● **Excerpt**
-- -- --

R/psfmi_lr.R
In psfmi: Prediction Model Pooling, Selection and Performance Evaluation Across Multiply Imputed Datasets

Documented in psfmi_lr

#' Pooling and Predictor selection function for backward or forward selection of
#' Logistic regression models across multiply imputed data.
#'
#' \code{psfmi_lr} Pooling and backward or forward selection of Logistic regression
#'  models across multiply imputed data using selection methods RR, D1, D2, D3, D4 and MPR.
#'
#' @param data Data frame with stacked multiple imputed datasets.
#'   The original dataset that contains missing values must be excluded from the
#'   dataset. The imputed datasets must be distinguished by an imputation variable,
#'   specified under impvar, and starting by 1.
#' @param formula A formula object to specify the model as normally used by glm.
#'   See under "Details" and "Examples" how these can be specified. If a formula
#'   object is used set predictors, cat.predictors, spline.predictors or int.predictors
#'   at the default value of NULL.
#' @param nimp A numerical scalar. Number of imputed datasets. Default is 5.
#' @param impvar A character vector. Name of the variable that distinguishes the
#' imputed datasets.
#' @param Outcome Character vector containing the name of the outcome variable.
#' @param predictors Character vector with the names of the predictor variables.
#'   At least one predictor variable has to be defined. Give predictors unique names
#'   and do not use predictor name combinations with numbers as, age2, gender10, etc.
#' @param cat.predictors A single string or a vector of strings to define the
#' categorical variables. Default is NULL categorical predictors.

-- -- --

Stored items
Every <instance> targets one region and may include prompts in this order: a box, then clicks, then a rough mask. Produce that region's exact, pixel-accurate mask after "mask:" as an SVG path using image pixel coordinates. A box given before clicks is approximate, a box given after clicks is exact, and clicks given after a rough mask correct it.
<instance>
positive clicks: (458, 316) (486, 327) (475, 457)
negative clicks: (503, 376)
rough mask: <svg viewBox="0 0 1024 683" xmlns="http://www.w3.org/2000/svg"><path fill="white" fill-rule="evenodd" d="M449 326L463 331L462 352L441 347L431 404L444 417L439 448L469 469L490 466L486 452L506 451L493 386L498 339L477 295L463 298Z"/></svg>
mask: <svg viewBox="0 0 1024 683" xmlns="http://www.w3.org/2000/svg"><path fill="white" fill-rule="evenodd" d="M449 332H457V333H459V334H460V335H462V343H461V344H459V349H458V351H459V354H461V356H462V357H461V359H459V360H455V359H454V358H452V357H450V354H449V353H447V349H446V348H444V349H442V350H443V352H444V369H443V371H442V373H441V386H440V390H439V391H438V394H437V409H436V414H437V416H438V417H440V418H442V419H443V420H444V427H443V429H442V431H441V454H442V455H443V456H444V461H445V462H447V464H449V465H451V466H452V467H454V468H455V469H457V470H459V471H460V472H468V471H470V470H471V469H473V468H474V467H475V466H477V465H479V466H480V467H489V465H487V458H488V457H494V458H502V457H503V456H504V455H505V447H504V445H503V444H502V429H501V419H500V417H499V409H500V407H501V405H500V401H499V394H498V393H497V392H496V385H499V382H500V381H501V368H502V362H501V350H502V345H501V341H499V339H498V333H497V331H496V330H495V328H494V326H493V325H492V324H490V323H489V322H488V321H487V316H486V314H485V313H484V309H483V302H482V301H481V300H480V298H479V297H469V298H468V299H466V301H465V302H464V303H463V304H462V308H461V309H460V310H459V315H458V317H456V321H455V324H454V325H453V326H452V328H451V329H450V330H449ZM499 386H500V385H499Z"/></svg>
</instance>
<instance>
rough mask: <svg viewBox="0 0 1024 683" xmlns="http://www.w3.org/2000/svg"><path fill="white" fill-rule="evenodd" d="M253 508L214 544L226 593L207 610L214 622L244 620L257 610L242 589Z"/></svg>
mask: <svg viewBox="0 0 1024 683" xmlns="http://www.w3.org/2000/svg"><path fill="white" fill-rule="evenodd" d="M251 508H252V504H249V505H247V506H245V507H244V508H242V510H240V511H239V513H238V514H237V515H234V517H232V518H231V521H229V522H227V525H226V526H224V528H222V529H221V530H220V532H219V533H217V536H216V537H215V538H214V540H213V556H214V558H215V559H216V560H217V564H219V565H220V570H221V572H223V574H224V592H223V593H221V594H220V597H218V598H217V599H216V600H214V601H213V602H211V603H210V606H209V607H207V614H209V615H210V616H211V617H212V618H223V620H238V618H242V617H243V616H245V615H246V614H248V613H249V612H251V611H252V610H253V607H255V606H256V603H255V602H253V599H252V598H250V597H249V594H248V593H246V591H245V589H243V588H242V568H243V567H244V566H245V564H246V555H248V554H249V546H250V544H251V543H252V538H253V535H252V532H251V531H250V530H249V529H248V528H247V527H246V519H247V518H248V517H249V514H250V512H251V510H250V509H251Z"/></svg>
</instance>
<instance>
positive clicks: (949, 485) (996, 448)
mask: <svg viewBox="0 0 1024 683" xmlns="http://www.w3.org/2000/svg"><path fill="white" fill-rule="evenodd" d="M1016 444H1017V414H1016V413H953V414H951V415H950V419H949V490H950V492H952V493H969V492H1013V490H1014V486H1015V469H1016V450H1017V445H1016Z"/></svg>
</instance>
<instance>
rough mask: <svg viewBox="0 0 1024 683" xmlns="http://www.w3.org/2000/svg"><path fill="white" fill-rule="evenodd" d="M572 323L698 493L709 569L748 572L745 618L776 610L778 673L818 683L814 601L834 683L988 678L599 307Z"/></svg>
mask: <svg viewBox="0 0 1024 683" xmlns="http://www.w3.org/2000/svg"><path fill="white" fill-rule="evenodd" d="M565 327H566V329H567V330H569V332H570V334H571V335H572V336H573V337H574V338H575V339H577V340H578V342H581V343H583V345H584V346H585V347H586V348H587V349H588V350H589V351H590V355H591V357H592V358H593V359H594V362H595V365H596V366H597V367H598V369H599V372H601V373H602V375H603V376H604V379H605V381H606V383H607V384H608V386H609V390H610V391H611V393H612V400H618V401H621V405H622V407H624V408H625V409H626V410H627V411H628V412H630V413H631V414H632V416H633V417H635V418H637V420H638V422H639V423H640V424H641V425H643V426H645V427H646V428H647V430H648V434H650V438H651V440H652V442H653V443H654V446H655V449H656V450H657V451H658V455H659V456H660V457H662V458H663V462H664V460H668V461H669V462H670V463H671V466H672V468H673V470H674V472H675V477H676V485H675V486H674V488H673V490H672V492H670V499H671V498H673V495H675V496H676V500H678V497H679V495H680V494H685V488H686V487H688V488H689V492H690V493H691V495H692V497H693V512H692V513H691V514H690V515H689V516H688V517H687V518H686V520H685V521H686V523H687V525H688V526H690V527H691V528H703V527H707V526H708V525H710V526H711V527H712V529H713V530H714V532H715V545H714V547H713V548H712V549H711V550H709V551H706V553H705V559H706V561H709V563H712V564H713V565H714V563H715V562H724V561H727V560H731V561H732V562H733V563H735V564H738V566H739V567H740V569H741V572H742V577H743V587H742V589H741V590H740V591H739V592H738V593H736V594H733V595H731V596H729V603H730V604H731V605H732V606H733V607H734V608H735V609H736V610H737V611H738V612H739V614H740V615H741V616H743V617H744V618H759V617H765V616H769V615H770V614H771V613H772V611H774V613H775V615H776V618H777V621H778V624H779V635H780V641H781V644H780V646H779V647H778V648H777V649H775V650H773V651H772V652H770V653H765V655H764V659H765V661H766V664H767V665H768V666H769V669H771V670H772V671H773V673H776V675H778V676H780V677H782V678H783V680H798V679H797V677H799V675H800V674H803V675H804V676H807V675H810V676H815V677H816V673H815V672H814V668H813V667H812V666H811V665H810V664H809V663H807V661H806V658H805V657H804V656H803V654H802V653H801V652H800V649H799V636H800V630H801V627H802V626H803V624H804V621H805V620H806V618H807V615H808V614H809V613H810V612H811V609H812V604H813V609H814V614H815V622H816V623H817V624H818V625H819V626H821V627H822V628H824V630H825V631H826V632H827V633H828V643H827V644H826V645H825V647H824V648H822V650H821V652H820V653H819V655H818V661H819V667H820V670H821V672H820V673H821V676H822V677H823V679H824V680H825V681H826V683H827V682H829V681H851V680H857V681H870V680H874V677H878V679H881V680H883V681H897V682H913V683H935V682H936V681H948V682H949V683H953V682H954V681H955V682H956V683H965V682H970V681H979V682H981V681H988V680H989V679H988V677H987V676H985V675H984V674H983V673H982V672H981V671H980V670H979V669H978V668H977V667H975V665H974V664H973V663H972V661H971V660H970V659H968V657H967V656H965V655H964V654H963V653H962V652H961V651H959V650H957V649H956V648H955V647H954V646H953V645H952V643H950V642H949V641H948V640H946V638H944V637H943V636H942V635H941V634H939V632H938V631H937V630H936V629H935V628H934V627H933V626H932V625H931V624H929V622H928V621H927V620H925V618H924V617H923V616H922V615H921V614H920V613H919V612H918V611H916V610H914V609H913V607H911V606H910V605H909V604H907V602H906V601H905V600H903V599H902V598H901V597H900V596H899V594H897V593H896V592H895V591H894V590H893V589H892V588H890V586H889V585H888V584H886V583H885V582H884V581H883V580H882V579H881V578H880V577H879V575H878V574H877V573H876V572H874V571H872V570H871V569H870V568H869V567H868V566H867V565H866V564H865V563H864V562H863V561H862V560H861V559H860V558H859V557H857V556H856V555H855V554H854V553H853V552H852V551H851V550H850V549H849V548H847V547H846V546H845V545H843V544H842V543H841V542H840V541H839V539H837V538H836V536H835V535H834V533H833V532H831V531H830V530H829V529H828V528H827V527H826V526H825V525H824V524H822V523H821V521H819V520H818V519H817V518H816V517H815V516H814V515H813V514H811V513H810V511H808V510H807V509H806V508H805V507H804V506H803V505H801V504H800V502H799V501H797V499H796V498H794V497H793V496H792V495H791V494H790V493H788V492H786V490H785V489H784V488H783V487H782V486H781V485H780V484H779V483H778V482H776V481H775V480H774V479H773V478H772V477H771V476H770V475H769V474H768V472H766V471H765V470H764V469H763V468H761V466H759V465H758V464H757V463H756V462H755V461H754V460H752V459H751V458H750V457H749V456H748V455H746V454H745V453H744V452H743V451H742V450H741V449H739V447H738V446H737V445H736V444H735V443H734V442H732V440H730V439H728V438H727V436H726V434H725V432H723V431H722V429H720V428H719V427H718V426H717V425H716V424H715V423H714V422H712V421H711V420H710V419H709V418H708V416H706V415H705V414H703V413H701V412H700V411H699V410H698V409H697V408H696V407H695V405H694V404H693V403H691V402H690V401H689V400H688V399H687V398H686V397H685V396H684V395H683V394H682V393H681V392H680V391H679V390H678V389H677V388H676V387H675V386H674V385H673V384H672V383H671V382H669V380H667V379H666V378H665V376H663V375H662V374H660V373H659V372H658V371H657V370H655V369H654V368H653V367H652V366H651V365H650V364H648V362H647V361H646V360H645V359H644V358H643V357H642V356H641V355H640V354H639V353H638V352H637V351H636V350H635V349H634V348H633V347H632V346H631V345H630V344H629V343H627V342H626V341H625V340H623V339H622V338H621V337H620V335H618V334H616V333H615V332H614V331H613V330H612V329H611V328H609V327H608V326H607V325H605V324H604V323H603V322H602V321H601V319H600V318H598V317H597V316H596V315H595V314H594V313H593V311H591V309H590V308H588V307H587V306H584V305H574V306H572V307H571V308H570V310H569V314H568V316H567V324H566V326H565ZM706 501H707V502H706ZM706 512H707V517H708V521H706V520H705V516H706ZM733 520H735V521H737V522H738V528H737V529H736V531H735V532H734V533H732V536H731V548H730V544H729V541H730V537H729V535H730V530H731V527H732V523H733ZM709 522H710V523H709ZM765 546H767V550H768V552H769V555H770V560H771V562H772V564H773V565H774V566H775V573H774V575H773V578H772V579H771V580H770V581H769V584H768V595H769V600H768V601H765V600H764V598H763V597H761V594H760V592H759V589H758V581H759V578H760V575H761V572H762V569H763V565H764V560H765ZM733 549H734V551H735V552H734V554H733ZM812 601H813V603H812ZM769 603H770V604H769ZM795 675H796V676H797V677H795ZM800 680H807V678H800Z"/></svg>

-- -- --

● **Task statement**
Reproduce word for word the passage of the psfmi_lr documentation between "#' @param formula" and "the predictor variables.", inclusive.

● **Result of this task**
#' @param formula A formula object to specify the model as normally used by glm.
#'   See under "Details" and "Examples" how these can be specified. If a formula
#'   object is used set predictors, cat.predictors, spline.predictors or int.predictors
#'   at the default value of NULL.
#' @param nimp A numerical scalar. Number of imputed datasets. Default is 5.
#' @param impvar A character vector. Name of the variable that distinguishes the
#' imputed datasets.
#' @param Outcome Character vector containing the name of the outcome variable.
#' @param predictors Character vector with the names of the predictor variables.